- **Instructions to follow**
Please, from the entries below, transcribe exactly the lines that begin at the line with "Query: white cloud" and end at the line with "drawn like (1095,749).", without the pictures.
[Opening Given entries section]
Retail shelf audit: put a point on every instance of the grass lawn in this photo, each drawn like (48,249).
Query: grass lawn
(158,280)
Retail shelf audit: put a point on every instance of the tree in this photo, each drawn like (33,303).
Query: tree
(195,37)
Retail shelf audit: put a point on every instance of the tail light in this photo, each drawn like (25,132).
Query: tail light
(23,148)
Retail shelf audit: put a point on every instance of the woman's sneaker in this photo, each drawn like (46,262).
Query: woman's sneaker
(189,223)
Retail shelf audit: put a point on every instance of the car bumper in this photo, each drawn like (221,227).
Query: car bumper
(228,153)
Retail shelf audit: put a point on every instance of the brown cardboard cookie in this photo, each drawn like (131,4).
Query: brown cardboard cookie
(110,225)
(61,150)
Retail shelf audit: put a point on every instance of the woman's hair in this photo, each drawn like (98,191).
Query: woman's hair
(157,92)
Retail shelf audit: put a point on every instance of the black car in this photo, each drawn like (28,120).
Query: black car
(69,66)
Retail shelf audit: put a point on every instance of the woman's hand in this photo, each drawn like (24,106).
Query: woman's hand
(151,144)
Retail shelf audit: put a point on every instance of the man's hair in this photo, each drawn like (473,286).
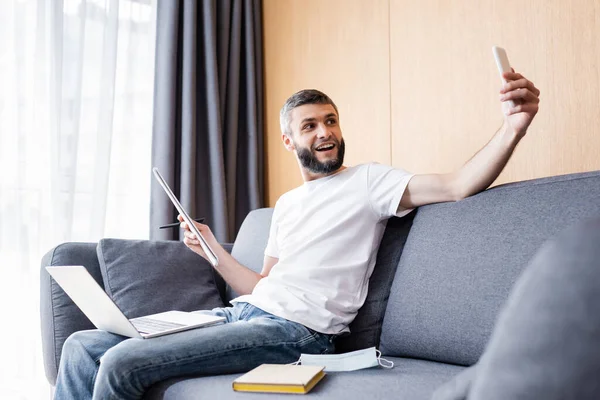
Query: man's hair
(306,96)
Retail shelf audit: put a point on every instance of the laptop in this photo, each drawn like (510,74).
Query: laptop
(81,287)
(212,257)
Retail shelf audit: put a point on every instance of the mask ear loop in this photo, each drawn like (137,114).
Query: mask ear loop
(381,360)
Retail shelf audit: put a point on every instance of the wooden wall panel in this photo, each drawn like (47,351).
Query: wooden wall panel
(342,48)
(444,82)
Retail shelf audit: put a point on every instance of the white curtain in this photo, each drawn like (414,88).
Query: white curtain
(76,89)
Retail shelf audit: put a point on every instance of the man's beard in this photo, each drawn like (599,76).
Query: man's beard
(309,160)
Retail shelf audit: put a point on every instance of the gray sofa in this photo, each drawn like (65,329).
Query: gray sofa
(442,275)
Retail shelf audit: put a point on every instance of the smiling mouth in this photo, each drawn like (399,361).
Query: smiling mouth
(325,147)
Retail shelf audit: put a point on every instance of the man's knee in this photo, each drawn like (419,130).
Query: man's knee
(121,369)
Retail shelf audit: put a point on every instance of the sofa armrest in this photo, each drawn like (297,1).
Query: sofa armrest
(60,317)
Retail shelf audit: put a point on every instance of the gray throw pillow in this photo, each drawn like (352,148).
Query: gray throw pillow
(145,277)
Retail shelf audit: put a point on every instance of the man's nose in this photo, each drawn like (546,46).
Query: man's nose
(322,131)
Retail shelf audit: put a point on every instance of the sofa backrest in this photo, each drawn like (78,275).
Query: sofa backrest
(461,259)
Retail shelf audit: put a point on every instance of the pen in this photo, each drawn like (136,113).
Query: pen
(175,224)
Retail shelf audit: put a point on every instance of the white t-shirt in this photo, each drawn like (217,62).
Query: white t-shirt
(326,234)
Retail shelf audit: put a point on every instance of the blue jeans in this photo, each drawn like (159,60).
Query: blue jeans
(100,365)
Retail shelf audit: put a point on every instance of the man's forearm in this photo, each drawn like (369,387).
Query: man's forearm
(485,166)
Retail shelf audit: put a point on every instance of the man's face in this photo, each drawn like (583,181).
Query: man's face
(317,138)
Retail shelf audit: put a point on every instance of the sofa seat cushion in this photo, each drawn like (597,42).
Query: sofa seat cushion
(409,380)
(145,277)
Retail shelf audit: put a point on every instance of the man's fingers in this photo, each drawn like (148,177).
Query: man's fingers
(528,107)
(521,93)
(520,83)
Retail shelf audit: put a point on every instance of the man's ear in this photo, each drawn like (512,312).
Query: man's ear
(287,142)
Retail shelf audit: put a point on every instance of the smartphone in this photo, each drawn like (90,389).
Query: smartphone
(502,64)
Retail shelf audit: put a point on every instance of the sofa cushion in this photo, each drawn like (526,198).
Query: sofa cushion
(461,259)
(546,344)
(365,330)
(408,380)
(145,277)
(59,315)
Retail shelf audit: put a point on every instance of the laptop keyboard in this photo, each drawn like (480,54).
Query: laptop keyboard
(149,325)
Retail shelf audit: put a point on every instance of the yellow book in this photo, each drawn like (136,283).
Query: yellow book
(280,378)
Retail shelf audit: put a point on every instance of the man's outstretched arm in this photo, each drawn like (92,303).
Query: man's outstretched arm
(485,166)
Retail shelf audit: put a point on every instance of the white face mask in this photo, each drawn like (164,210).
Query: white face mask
(352,361)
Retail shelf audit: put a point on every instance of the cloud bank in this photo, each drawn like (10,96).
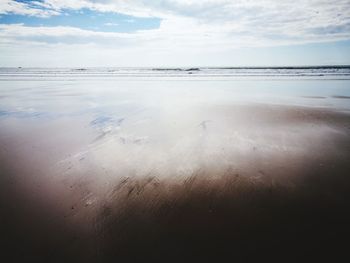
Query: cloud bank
(186,27)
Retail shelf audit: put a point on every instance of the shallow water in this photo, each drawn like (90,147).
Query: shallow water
(77,151)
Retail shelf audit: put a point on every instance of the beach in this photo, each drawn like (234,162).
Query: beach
(177,168)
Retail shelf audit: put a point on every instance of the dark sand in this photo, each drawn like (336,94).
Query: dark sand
(287,203)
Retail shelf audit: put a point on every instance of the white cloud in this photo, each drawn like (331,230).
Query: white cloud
(187,27)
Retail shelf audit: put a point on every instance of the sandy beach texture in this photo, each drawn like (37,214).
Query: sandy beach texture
(221,182)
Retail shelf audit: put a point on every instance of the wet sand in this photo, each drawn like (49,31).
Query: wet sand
(225,182)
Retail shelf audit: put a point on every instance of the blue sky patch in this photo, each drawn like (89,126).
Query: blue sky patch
(86,19)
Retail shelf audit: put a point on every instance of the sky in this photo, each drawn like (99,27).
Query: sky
(165,33)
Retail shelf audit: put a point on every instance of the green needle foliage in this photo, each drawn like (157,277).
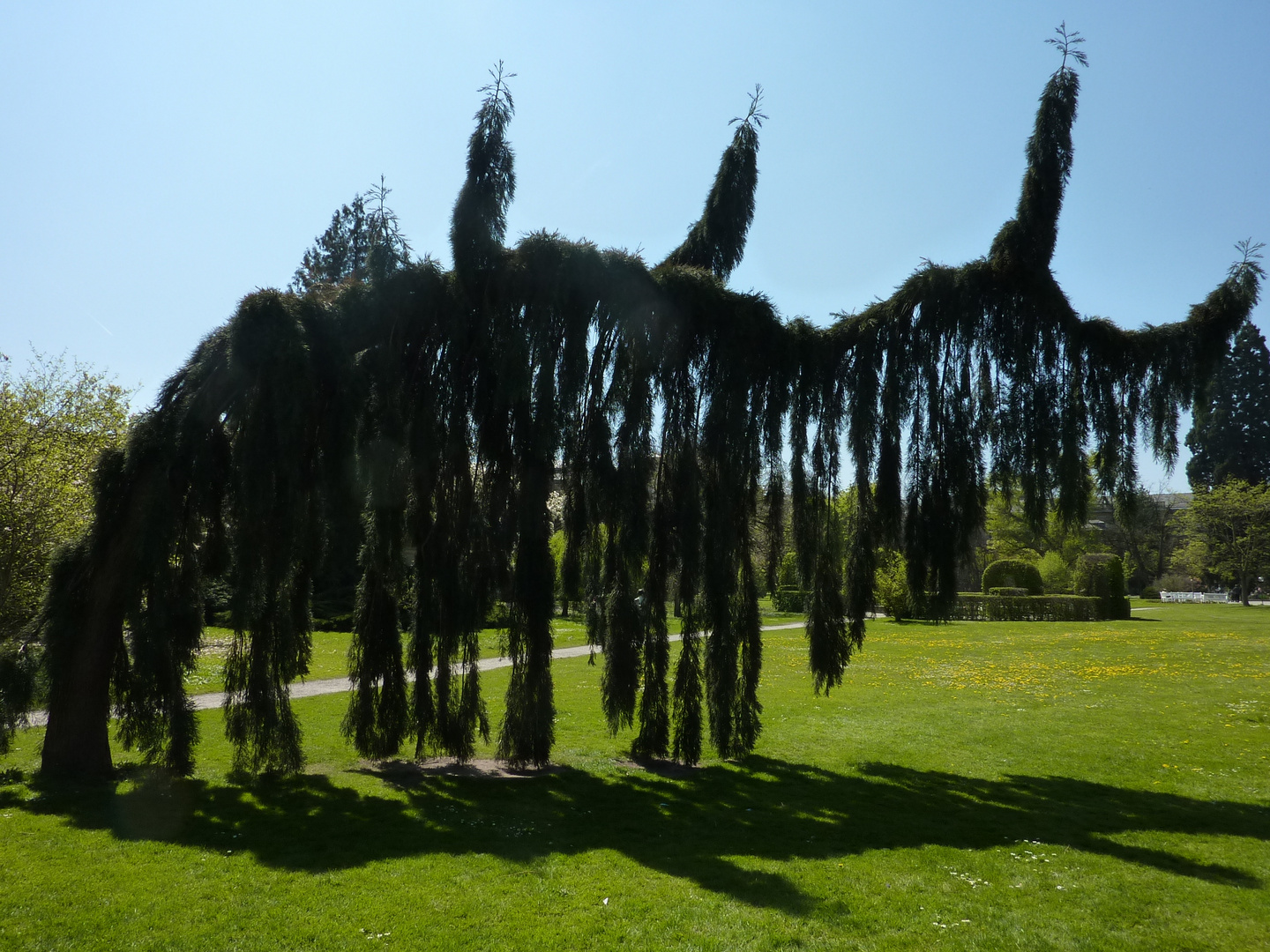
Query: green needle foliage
(663,397)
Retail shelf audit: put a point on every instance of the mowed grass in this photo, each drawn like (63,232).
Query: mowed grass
(975,786)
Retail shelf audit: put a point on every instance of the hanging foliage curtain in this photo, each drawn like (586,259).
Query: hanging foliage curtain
(661,398)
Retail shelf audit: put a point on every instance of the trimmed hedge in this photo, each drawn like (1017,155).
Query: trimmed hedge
(973,607)
(1102,576)
(1012,573)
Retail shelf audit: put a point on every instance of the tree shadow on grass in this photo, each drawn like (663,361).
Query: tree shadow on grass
(696,828)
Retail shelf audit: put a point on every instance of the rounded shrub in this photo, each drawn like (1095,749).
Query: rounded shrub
(1012,574)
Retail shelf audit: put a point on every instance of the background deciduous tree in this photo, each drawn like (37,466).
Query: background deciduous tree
(1229,532)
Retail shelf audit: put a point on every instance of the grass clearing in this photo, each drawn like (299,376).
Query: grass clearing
(1050,786)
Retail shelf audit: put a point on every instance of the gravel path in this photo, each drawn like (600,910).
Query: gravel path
(338,686)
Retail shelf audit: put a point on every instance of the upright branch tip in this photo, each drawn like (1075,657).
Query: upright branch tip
(1250,258)
(1067,43)
(755,115)
(498,95)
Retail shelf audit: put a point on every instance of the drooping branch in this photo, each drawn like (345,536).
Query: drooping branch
(465,397)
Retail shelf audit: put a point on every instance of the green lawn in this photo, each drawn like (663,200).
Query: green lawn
(973,786)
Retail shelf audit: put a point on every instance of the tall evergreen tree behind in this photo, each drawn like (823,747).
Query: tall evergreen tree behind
(362,242)
(1231,435)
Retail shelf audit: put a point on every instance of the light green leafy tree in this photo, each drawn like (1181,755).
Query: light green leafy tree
(55,419)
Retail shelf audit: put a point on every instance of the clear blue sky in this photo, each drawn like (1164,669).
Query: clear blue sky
(161,161)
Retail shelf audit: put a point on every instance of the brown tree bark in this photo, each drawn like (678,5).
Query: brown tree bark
(78,738)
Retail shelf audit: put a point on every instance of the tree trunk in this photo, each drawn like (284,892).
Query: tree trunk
(78,739)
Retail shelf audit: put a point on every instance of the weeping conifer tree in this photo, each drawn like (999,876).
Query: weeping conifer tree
(460,392)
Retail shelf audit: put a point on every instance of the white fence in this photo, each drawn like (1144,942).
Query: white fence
(1194,597)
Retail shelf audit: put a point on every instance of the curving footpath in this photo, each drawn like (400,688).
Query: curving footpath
(338,686)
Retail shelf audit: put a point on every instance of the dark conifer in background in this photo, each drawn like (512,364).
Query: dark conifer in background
(1231,432)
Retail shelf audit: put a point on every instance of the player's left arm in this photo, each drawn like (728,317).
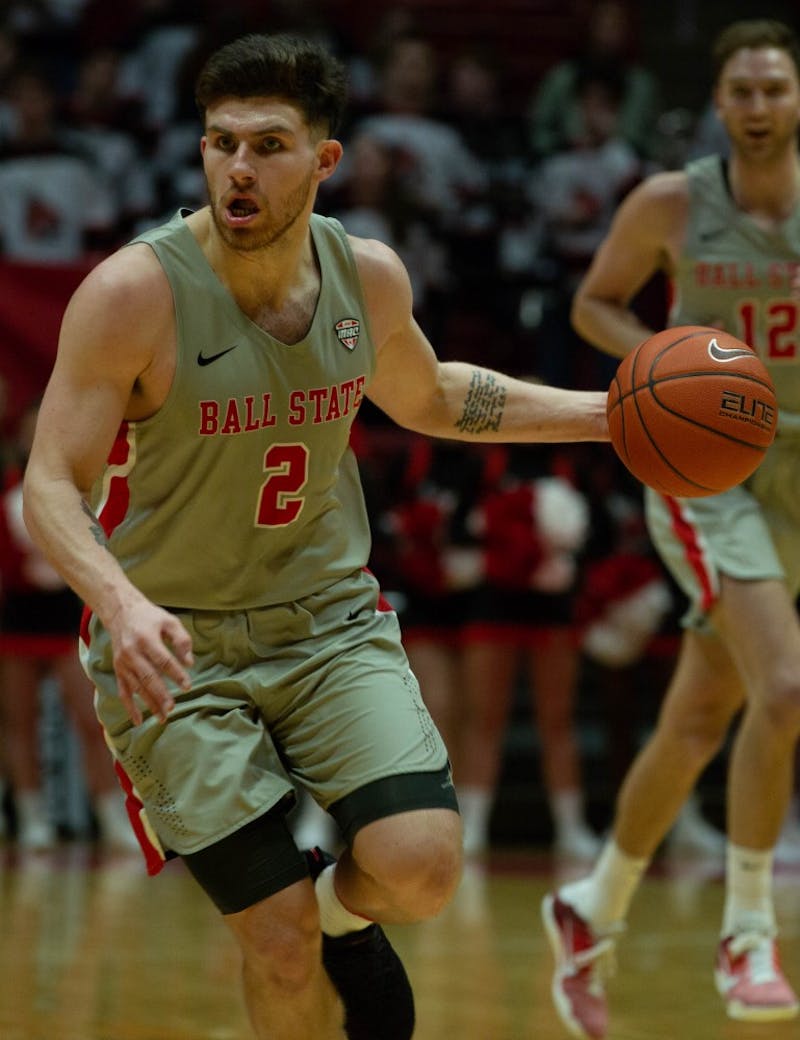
[Closing Given entries section]
- **Written response**
Query: white cloud
(187,27)
Retail shelf audit: put a point on every instance of the sandy beach texture in this photo, each drawn like (37,214).
Query: sandy beach texture
(221,182)
Retail shelf audit: put a point on every instance of the wet sand in this photo, each drawn like (49,31).
Query: wet sand
(225,182)
Retail shelf audit: put a point on every instance of the blue sky patch in this photo, each drawn like (89,126).
Query: blue sky patch
(86,19)
Retail shelf audit: put a point on every instance of the sky in this photo, each drawn like (99,27).
Query: sky
(165,33)
Retail shelf audit: put a point on every instance of the green needle foliage in this photo, each drawn like (157,277).
Query: green needle foliage
(663,397)
Retail shelf audit: put a point on every instance of the mowed grass in this photo, each drawn like (63,232).
Query: mowed grass
(975,786)
Retail shelf audit: put a point on every instance of the hanging foliage curtain in this photo, each drawn like (586,259).
Query: hanging foliage curtain
(661,398)
Retail shelf audit: put a point on every instance of the trimmed hedge in this photo, each drawn like (1017,155).
Query: trimmed hedge
(973,607)
(1102,576)
(1012,573)
Retail shelf audit: put a point on every instance of the tree shadow on grass in this photo, each drawn like (663,361).
Query: tree shadow on grass
(696,828)
Retail shelf audit: put a point on every instance of the rounded shrub in this photo, each drawn like (1095,749).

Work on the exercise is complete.